_Material supplied:_
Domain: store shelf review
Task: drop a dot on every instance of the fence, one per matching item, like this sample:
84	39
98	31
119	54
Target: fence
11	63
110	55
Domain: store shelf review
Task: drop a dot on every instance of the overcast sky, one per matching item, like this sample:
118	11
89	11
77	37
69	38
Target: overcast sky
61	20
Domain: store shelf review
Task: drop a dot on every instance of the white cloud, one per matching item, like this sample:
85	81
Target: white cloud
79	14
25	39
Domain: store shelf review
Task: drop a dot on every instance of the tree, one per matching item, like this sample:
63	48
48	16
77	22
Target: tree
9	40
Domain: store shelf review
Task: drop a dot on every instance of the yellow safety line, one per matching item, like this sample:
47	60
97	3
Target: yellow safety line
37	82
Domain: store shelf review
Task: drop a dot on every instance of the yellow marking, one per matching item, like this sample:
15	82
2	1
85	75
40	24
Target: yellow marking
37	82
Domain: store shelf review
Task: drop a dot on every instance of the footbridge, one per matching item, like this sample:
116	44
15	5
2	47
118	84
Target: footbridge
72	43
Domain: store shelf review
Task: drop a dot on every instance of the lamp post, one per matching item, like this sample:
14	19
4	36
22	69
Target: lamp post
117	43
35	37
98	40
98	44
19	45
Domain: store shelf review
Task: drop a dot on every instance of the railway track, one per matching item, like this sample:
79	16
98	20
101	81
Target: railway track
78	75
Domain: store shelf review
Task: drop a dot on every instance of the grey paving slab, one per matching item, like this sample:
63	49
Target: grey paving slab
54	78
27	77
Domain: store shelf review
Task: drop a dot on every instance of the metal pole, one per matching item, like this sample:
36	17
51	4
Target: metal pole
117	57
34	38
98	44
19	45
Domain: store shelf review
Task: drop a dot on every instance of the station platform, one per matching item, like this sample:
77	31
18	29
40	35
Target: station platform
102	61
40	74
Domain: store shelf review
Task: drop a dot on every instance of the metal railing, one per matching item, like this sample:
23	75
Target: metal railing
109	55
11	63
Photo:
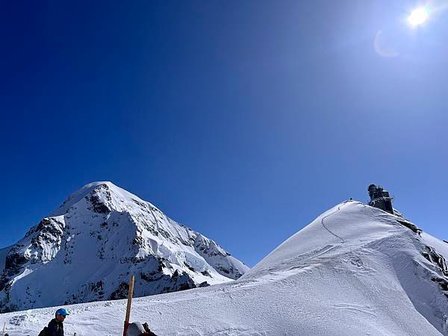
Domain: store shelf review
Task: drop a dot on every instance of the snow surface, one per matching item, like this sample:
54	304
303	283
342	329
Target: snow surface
353	271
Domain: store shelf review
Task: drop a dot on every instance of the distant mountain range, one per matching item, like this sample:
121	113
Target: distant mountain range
87	249
355	270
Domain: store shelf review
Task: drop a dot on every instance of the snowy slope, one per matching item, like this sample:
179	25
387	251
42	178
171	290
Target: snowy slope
353	271
89	246
3	253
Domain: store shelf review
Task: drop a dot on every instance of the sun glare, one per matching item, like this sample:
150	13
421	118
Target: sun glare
418	17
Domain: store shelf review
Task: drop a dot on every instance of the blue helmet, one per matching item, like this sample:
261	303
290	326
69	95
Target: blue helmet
62	311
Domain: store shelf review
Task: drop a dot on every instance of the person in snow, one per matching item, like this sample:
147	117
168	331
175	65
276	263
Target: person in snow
56	325
137	329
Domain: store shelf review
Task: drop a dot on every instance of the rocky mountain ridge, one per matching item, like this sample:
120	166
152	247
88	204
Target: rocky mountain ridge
87	249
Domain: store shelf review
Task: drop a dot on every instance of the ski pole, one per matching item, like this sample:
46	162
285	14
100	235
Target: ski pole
128	307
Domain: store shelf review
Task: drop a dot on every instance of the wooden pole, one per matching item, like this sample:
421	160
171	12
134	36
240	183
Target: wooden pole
128	308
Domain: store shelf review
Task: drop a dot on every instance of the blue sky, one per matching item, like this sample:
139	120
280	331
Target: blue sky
241	119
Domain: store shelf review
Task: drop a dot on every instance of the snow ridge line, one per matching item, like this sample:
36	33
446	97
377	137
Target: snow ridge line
326	228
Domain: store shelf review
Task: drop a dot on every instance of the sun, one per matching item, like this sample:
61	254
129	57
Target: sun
418	17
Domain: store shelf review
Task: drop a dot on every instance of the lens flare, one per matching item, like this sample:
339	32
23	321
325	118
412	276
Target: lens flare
418	17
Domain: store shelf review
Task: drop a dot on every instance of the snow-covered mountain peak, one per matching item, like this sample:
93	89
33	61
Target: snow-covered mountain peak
355	270
95	240
104	196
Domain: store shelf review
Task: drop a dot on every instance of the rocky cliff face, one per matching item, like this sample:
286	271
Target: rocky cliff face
88	248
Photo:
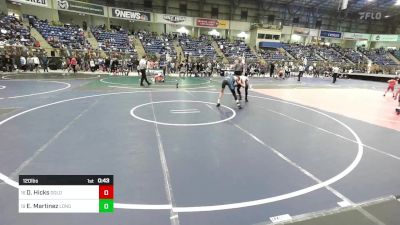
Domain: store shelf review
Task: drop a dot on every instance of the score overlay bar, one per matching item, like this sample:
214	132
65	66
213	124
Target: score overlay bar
66	194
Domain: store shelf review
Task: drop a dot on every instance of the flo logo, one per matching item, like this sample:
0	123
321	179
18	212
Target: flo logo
63	4
370	16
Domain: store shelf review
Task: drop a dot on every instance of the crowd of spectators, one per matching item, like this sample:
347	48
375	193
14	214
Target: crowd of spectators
273	54
112	40
12	32
157	44
67	36
234	49
378	56
200	47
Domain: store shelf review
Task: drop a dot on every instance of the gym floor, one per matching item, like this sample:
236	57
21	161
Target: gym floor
294	148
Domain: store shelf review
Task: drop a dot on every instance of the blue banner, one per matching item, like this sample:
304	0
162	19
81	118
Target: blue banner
331	34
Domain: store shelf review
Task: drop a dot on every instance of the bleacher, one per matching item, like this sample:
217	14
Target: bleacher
157	44
378	56
352	55
196	47
13	32
331	54
235	49
112	40
68	36
301	51
395	53
273	55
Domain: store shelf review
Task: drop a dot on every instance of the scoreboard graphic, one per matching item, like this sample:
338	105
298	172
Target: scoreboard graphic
66	194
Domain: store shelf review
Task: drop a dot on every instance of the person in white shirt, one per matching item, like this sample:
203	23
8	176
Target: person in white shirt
245	81
301	71
143	67
335	71
22	62
36	63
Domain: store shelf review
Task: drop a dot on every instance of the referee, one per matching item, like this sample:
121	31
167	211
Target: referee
142	68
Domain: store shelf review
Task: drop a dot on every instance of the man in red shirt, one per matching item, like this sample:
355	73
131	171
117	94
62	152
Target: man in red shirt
392	84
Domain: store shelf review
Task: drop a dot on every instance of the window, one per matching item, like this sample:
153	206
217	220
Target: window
268	36
148	4
214	12
243	15
183	8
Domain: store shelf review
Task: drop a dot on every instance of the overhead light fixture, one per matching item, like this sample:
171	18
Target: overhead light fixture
183	30
296	37
213	32
242	35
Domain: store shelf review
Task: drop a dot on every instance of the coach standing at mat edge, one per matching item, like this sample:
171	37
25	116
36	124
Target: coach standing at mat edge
143	67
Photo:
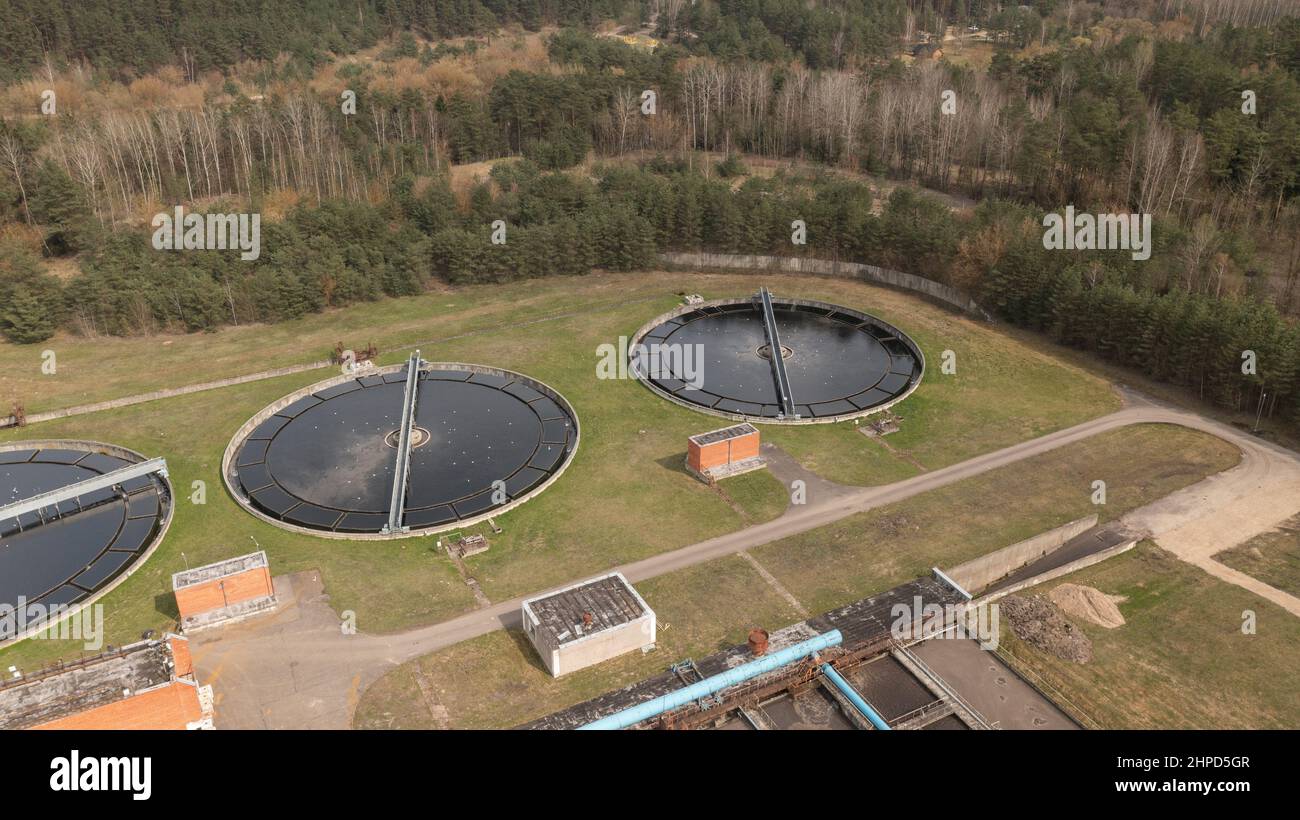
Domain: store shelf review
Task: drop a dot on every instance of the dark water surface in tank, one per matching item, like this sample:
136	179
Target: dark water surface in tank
83	543
837	363
328	460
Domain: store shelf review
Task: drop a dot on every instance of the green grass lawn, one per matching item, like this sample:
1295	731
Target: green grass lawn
497	680
883	547
627	494
1273	558
1181	660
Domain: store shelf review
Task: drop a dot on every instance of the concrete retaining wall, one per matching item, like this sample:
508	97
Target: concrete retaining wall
978	573
832	268
1064	569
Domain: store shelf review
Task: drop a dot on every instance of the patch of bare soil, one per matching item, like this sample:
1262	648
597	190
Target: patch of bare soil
1040	624
1090	604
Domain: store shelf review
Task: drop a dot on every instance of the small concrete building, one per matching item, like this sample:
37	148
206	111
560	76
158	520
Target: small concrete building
146	685
588	623
229	590
724	452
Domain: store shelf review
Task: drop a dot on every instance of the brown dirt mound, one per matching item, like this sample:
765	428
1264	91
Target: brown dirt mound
1040	624
1090	604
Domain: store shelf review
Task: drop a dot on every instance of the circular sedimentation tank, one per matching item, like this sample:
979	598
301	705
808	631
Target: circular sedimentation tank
325	459
70	551
716	358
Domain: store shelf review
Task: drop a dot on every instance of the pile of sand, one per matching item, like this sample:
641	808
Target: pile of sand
1040	624
1090	604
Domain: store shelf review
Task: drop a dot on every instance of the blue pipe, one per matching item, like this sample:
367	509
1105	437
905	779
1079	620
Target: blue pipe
854	698
631	716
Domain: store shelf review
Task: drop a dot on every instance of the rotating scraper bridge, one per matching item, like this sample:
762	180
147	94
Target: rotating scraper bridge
776	360
76	519
401	450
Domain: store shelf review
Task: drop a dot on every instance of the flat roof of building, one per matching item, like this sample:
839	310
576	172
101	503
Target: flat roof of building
220	569
863	623
610	602
713	437
83	685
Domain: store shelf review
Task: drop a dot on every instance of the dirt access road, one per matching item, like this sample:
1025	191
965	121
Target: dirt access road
297	669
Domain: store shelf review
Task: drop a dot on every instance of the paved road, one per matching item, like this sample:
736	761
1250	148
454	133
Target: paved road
295	669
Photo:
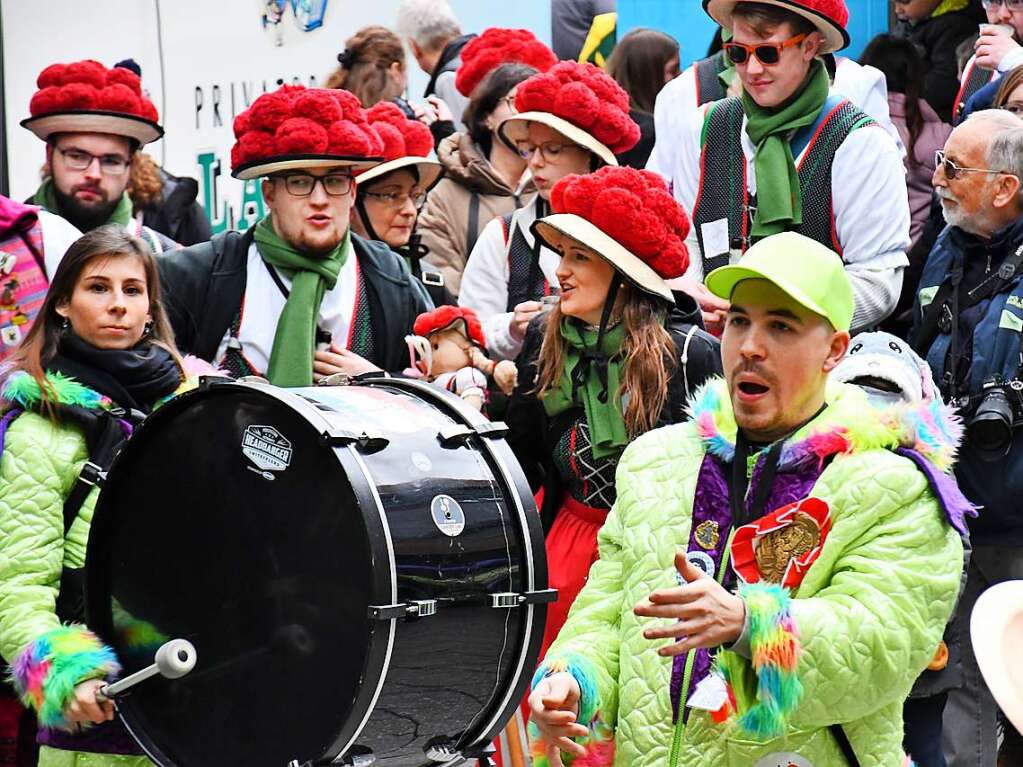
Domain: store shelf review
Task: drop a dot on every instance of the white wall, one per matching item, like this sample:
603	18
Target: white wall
211	50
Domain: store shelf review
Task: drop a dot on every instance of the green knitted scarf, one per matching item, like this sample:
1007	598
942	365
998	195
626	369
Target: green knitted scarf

_Exercise:_ Lines in the data that hold "knitted" must be located and copied.

_Exercise answer:_
Task: drop a dot on every instance of the green knitted scarf, one per matching item, like this sample:
Target: green knitted scarf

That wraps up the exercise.